> Text block
○ ○ ○ ○ ○ ○ ○

CX-5461 inhibits glioma proliferation by impairing DDR. (A) Comparison of TOP2B expression between ATRX WT and mutant glioma samples in the TCGA datasets; ***P < 0.001, Student’s t-test. (B) Representative images of GSC spheroids at 0, 24, 48, and 72 h after treatment with 5 or 10 μM CX-5461; scale bar: 100 μm. Quantification of 3D cell viability was performed 72 h post CX-5461 treatment in three independent experiments. Error bars, mean ± SEM; **P < 0.01, ***P < 0.001, one-way ANOVA. (C) Colony formation assay in control and siATRX U87MG cells treated with vehicle or 5 μM CX-5461. Colony numbers were quantified from five independent experiments. Error bars, mean ± SEM. **P < 0.001, one-way ANOVA. (D) Transwell migration assay in control and siATRX U87MG cells treated with vehicle or 5 μM CX-5461. Migration was quantified from five independent experiments. Error bars, mean ± SEM; ***P < 0.001, *P < 0.05, one-way ANOVA. (E) IF analysis of EdU in control and shATRX U87MG cells treated with 5 μM CX-5461 for 0, 2, 8, and 24 h; scale bars: 100 μm. The percentage of EdU-positive cells was quantified from three independent experiments. Error bars, mean ± SEM; ***P < 0.001, **P < 0.01, two-way ANOVA. (F) Western blot analysis of γH2AX, BRCA1, RAD51, 53BP1, and RIF1 in control and shATRX U87MG and U251 cells treated with vehicle or 5 μM CX-5461 for 24 h. (G) IF analysis of BRCA1, RAD51, 53BP1, and RIF1 in control and shATRX U87MG cells treated with vehicle or 5 μM CX-5461 for 24 h; scale bars: 10 μm. Quantification of foci per nucleus was performed in 100 cells per condition from three independent experiments. The percentage of cells with ≥5 BRCA1/RAD51 or RIF1/53BP1 co-localized foci was determined. Error bars, mean ± SEM; ***P < 0.001, **P < 0.01, *P < 0.05, Kruskal-Wallis test and one-way ANOVA.

○ ○ ○ ○ ○ ○ ○

Point localization data:

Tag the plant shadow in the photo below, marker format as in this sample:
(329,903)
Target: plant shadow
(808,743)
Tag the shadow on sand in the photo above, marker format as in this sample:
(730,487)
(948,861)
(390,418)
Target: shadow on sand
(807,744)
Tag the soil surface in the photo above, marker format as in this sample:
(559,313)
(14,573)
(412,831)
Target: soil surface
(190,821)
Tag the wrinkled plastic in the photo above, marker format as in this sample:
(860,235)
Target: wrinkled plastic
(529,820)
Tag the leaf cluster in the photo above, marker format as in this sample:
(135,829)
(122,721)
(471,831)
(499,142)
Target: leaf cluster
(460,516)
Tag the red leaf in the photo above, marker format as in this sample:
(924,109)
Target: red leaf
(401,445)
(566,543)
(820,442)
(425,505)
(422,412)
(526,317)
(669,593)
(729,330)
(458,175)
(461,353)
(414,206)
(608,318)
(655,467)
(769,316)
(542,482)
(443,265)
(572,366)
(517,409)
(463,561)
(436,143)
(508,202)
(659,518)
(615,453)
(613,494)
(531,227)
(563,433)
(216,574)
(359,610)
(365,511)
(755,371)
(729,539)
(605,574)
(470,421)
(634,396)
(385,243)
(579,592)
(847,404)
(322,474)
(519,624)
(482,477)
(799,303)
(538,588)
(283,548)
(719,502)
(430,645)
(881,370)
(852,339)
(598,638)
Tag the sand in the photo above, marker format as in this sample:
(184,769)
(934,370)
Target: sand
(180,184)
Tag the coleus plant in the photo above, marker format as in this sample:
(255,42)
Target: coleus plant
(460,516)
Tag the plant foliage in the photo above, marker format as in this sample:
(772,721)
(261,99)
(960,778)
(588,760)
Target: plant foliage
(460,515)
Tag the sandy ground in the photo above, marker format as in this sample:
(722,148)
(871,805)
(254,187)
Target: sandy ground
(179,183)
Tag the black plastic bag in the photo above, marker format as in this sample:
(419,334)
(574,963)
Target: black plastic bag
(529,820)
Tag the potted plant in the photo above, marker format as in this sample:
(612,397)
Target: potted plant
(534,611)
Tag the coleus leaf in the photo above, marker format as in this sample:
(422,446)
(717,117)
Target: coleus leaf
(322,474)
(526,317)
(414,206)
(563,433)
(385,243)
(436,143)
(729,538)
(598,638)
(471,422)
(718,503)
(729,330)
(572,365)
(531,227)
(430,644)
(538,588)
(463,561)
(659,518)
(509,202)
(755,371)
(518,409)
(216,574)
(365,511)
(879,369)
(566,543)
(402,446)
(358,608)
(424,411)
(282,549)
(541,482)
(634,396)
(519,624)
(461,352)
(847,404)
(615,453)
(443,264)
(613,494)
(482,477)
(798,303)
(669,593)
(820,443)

○ ○ ○ ○ ○ ○ ○

Resume the figure legend on CX-5461 and glioma from the point where it stops.

> Written reply
Figure 8.

CX-5461 traps TOP2B and induces synthetic lethality in ATRX-deficient glioma. Schematic model showing how CX-5461 functions as a TOP2B poison to impair G4 resolution. In WT glioma cells, the ATRX and TOP2B cooperate to resolve G4 structures to ensure replication fork progression and genome stability. In ATRX-deficient cells, TOP2B becomes the primary resolver of G4s during replication. CX-5461 traps TOP2B cleavage complexes (TOP2Bcc), disrupts the ATRX-TOP2B interaction, and blocks G4 resolution, leading to G4 accumulation. This accumulation induces replication fork collapse, single-stranded DNA gaps, and DSBs, activating ATM/ATR signaling and downstream DDR pathways, including CHK1/CHK2-mediated cell cycle arrest. However, ATRX deficiency impairs key DDR components, particularly BRCA1-RAD51-mediated HR and RIF1-53BP1-mediated NHEJ, resulting in defective fork protection and repair. These vulnerabilities culminate in synthetic lethality upon CX-5461 treatment in ATRX-deficient glioma cells.